Short problem A =>
Duplicate, line for line, the records that follow the cycling blog post, and omit the pictures from your copy.

Source document =>
═══
Equally, if you have a number of bikes, each fulfilling a different purpose (road cycling, trip to the shops, trail ride with the kids), then you’re more likely to weave cycling into your everyday life (which would be A GOOD THING).

Also, I really need two bike computers (so that I can compare them for this here blog…).

A Circular Argument

There we end things. Inconclusive.

One characteristic that can’t be claimed for this blog: minimalist use of words.

Lots of guff to go with lots of stuff.

Some questions for you:

  • How many bikes do you own (and how many does your significant other think you have)?
  • Are you a hoarder when it comes to cyclo-stuff? Or do you get buy with just one tyre lever?

Let me know in the comments below!

7 thoughts on “Minimalist Cycling (Or How To Write A Lot of Words When Just A Few Will Do)”

  1. I am a 1x convert…

    Last year I bought a Boardman CX Team Cyclocross bike in the sales (Aluminium frame, disc brakes, Sram Rival 1x groupset, 42t chainset and 10-42 cassette) for my 12 mile commute to work. I swapped the tyres for slicks and liked it so much that I sold my ‘best’ bike!

    During the week it has mudguards, a pannier rack and lights etc for work but I can take this stuff off and do 100 miles weekend rides without too much bother – I even did the Etape du Tour on it, spinning up the mountains in my 1:1 ratio and still plenty fast enough going downhill too. Not having to think about a front derailleur is a bonus and the gaps in between the gears don’t really bother me either since I’m not exactly riding in a peloton.
═══
Exercise data =>
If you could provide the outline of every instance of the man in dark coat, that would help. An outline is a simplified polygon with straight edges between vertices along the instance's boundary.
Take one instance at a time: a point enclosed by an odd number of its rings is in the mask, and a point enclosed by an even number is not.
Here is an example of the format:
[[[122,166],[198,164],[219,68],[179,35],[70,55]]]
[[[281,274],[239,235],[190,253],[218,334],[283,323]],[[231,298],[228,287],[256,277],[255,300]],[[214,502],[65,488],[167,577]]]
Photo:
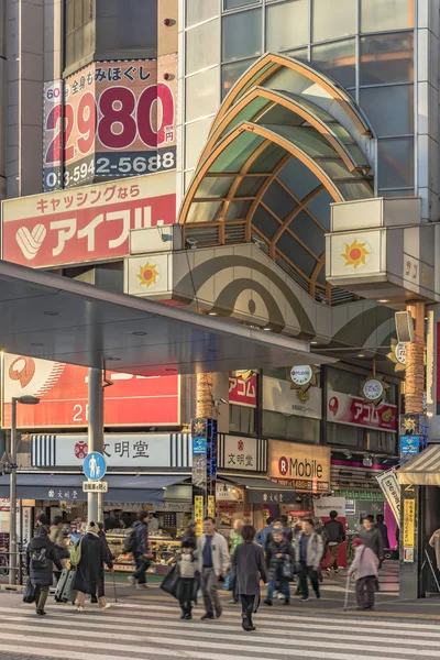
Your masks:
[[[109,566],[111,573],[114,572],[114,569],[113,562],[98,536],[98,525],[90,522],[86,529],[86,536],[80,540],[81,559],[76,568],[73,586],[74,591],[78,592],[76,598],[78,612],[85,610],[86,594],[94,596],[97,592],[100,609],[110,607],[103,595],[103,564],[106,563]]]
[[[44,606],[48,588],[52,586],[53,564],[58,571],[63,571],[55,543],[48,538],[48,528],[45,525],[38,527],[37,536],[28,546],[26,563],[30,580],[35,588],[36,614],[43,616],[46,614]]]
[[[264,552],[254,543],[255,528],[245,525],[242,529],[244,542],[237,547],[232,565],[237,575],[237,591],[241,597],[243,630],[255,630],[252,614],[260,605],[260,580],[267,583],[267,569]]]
═══
Short problem B =>
Set down, word for word, the part of the cycling blog post starting with "A Circular Argument" and going on through "one tyre lever?".

Solution A =>
If you could provide the outline of every instance of the man in dark coat, that would help. An outline is a simplified polygon with straight edges between vertices along the instance's boundary.
Take one instance at a time: a point enclosed by an odd number of its rings is in the mask, and a point enclosed by an even number is not.
Here is an example of the format:
[[[122,166],[198,164],[219,68],[179,35],[70,55]]]
[[[281,274],[239,235],[190,253],[218,334],[283,323]],[[231,298],[228,287],[256,277],[255,300]],[[214,502],[65,488],[167,577]]]
Photo:
Your masks:
[[[109,566],[111,573],[114,572],[114,569],[113,562],[98,536],[98,525],[90,522],[86,529],[86,536],[80,540],[81,559],[76,568],[73,586],[74,591],[78,592],[76,598],[78,612],[85,610],[86,594],[94,596],[97,592],[100,609],[110,607],[103,595],[103,564],[106,563]]]
[[[44,606],[48,588],[52,586],[53,564],[58,571],[63,571],[55,543],[48,538],[48,528],[45,525],[38,527],[37,536],[28,546],[26,563],[30,580],[35,588],[36,614],[43,616],[46,614]]]
[[[264,552],[254,543],[255,528],[245,525],[242,529],[244,542],[237,547],[232,565],[237,575],[237,591],[241,597],[243,630],[255,630],[252,614],[260,605],[260,580],[267,583],[267,569]]]

Solution B =>
A Circular Argument

There we end things. Inconclusive.

One characteristic that can’t be claimed for this blog: minimalist use of words.

Lots of guff to go with lots of stuff.

Some questions for you:

  • How many bikes do you own (and how many does your significant other think you have)?
  • Are you a hoarder when it comes to cyclo-stuff? Or do you get buy with just one tyre lever?